O escritor H.P. Lovecraft é um dos maiores autores de horror e ficção cientifica de todos os tempos, graças às suas histórias focadas no chamado horror cósmico, e nos Mitos de Cthulhu, que se tornaram um marco em sua bibliografia.

 

A SOMBRA VINDA DO TEMPO, novela escrita pelo autor e publicada em 1936, parece fazer parte dos Mitos de Cthulhu, mas não tenho certeza porque, de acordo com cada fonte, as historias presentes nesse universo são diferentes.

 

Mesmo não tendo certeza se faz parte dos Mitos, A Sombra faz parte da fase do Terror Cósmico, que se tornou muito famoso na bibliografia do autor. Mas o que é o Terror Cósmico?

 

Bem, eu pessoalmente acho um pouco difícil de definir, visto que existem diversas definições e exemplos visuais, mas ao que parece, o conceito surgiu nas obras de Lovecraft.

 

A história é sobre um professor da Universidade Miskatonic, também presente nas obras do autor, que sofreu um período de anos de amnesia, enquanto sua mente era possuída por criaturas de outra dimensão, conhecidos aqui como a Grande Raça. Parece um resumo bem simples, não? Bem, na verdade é um pouco mais complexo que isso, porque a trama também aborda questões de viagem no tempo e no espaço.

[Dados extraídos]
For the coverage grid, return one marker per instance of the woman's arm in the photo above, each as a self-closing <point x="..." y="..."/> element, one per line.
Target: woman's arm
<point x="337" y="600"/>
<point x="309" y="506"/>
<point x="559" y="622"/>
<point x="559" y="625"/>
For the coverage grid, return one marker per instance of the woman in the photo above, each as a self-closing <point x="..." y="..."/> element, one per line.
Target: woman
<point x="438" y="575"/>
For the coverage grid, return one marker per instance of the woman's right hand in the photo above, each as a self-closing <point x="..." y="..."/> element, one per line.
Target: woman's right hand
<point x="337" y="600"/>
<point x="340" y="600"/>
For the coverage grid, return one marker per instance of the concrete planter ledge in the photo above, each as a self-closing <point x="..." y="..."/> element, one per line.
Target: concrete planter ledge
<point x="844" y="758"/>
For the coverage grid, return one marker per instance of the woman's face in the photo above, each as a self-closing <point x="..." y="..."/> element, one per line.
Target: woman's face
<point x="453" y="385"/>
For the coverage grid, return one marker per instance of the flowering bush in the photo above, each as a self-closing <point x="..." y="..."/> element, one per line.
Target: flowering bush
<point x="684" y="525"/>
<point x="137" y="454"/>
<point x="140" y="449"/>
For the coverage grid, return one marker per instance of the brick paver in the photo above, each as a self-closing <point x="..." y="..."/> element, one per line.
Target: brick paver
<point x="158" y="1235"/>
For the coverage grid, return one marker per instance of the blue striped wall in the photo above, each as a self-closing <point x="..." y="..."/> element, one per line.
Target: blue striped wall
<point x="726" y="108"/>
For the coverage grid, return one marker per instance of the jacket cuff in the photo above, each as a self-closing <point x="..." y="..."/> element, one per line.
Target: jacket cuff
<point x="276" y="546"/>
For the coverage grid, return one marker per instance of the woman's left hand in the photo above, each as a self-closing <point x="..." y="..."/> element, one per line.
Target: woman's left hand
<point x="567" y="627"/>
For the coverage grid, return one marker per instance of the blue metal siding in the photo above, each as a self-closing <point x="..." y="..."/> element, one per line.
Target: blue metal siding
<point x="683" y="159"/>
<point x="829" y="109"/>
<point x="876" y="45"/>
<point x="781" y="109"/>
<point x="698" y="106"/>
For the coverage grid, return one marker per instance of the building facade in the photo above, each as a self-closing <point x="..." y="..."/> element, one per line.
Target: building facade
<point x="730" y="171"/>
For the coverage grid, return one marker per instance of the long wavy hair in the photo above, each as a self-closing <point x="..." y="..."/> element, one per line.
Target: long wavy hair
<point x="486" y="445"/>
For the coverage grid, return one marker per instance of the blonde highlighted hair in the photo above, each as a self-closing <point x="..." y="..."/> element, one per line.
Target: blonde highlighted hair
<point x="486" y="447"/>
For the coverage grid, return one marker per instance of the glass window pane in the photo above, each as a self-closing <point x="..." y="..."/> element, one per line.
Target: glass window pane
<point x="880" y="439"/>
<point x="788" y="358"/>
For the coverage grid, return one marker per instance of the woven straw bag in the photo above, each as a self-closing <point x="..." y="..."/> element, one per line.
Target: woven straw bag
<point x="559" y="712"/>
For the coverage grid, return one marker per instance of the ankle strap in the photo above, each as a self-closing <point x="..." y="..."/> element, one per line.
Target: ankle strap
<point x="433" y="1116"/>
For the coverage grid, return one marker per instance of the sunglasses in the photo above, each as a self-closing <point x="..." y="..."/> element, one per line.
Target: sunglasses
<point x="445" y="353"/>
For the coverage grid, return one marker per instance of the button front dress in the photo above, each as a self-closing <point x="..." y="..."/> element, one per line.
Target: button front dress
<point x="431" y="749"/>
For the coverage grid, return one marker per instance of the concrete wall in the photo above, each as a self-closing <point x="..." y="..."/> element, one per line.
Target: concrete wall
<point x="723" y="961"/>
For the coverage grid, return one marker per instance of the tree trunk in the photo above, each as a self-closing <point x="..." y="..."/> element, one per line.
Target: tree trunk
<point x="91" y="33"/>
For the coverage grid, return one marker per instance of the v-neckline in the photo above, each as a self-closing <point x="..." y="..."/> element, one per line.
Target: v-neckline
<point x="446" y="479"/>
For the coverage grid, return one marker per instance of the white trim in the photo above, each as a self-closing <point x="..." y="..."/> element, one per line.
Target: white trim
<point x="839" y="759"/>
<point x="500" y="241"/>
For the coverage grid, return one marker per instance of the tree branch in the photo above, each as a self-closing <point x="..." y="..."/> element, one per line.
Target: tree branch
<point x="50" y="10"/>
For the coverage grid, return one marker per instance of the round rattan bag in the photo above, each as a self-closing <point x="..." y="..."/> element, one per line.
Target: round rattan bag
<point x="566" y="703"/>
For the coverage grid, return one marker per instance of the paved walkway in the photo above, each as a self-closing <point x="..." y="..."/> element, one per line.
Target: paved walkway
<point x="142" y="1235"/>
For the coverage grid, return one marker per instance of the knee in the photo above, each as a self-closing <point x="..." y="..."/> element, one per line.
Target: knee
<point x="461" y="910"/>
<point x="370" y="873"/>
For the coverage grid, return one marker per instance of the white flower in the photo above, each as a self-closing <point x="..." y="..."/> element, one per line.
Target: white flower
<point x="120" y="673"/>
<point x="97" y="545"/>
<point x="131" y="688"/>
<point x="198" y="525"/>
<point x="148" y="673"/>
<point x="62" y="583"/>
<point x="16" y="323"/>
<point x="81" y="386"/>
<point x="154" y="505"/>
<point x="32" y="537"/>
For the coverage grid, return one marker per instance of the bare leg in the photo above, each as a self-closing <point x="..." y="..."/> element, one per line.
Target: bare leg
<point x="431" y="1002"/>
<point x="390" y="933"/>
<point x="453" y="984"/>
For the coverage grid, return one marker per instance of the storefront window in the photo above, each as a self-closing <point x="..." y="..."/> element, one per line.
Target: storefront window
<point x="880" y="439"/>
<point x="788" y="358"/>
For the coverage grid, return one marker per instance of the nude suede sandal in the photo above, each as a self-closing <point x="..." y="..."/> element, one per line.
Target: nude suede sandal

[Partes do exercício]
A. Segundo o trecho sobre Lovecraft, em que ano foi publicada a novela A Sombra Vinda do Tempo?
B. Resuma o trecho sobre Lovecraft em duas frases.
Os dados provêm de uma fonte distinta da do trecho.

[Respostas das tarefas]
A. Em 1936.

B. H.P. Lovecraft é apresentado como um dos maiores autores de horror e ficção científica, conhecido pelo horror cósmico e pelos Mitos de Cthulhu, e sua novela A Sombra Vinda do Tempo, publicada em 1936, pertence à fase do Terror Cósmico. A história trata de um professor da Universidade Miskatonic que passou anos com amnésia enquanto sua mente era possuída por criaturas de outra dimensão, a Grande Raça, e aborda também viagens no tempo e no espaço.